··· Document text ···
Sports Medicine

, Volume 34, Issue 3, pp 151–164 | Cite as

Muscle Triglyceride and Glycogen in Endurance Exercise

Implications for Performance
  • Nathan A. Johnson
  • Stephen R. Stannard
  • Martin W. Thompson
Leading Article


The importance of muscle glycogen as a metabolic substrate in sustaining prolonged exercise is well acknowledged. Being stored in proximity to the site of contraction and able to sustain high rates of adenosine diphosphate (ADP) phosphorylation, glycogen is viewed as the primary fuel for the maintenance of exercise of a moderate to intense nature. As such, to ensure optimal exercise performance, endurance athletes are encouraged to maximise the availability of muscle glycogen through the ingestion of a high carbohydrate (CHO) diet prior to competition.

The skeletal muscle cell also contains significant quantities of triglyceride. Recent improvements in the ability to measure these intramyocellular triglyceride (IMTG) stores have confirmed that IMTG acts as a significant fuel substrate during prolonged exercise. While early research of the role of muscle glycogen in endurance exercise provided clear prescriptive information for the endurance-trained athlete, no such direction for optimising exercise performance is yet apparent from research concerning IMTG.
··· Data provided ···
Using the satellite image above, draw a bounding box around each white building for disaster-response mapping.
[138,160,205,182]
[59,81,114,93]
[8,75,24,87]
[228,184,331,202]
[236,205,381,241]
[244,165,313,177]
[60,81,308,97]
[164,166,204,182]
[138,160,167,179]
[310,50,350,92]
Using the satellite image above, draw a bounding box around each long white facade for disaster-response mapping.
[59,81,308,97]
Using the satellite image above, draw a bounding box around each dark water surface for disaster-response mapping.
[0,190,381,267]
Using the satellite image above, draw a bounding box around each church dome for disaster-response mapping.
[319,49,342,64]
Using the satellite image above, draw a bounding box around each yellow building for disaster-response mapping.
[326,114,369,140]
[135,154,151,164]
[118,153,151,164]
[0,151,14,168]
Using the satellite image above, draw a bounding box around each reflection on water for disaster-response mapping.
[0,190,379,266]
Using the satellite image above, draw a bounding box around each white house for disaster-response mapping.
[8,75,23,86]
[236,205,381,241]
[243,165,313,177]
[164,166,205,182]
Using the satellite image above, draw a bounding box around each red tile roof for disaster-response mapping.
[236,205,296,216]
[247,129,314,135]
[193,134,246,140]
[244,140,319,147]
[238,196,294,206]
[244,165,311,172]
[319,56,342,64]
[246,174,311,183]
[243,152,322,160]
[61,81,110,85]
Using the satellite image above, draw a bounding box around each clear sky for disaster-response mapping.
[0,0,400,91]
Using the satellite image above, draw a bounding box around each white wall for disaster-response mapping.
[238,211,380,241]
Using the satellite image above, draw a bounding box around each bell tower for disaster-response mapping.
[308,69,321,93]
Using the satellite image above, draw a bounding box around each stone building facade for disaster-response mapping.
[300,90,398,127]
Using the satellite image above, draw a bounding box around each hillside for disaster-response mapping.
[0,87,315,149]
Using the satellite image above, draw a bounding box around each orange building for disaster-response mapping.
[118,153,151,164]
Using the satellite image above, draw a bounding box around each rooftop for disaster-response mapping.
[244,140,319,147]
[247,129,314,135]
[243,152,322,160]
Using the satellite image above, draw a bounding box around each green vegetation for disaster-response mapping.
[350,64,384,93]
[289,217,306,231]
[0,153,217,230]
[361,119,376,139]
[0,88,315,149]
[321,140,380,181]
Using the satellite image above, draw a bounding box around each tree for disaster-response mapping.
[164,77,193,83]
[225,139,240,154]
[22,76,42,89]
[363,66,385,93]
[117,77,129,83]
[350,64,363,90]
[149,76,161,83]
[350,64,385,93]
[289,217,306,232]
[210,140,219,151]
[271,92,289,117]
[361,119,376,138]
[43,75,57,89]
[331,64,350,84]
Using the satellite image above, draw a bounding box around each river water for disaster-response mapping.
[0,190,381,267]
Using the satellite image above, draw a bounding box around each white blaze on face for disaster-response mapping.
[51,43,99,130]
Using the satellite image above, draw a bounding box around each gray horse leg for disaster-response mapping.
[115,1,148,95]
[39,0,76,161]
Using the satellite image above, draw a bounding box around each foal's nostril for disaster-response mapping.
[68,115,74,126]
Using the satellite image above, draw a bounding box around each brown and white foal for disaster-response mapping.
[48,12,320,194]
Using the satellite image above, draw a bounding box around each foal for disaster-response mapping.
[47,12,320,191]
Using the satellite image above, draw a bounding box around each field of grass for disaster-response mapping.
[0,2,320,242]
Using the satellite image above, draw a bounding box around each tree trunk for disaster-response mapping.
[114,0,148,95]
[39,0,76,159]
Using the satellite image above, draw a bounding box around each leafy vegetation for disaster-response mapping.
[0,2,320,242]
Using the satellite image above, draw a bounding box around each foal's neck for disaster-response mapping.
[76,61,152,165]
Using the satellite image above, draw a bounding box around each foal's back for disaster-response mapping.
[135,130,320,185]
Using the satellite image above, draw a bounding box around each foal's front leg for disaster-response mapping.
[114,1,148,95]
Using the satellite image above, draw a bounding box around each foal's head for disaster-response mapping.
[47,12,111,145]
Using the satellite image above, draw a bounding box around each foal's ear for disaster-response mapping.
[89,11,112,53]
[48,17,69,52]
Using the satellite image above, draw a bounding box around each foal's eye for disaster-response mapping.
···
> [Your assignment]:
Write out the passage from the article on muscle triglyceride and glycogen word for word, starting at "The importance of" and ending at "prior to competition.".

> [Response area]:
The importance of muscle glycogen as a metabolic substrate in sustaining prolonged exercise is well acknowledged. Being stored in proximity to the site of contraction and able to sustain high rates of adenosine diphosphate (ADP) phosphorylation, glycogen is viewed as the primary fuel for the maintenance of exercise of a moderate to intense nature. As such, to ensure optimal exercise performance, endurance athletes are encouraged to maximise the availability of muscle glycogen through the ingestion of a high carbohydrate (CHO) diet prior to competition.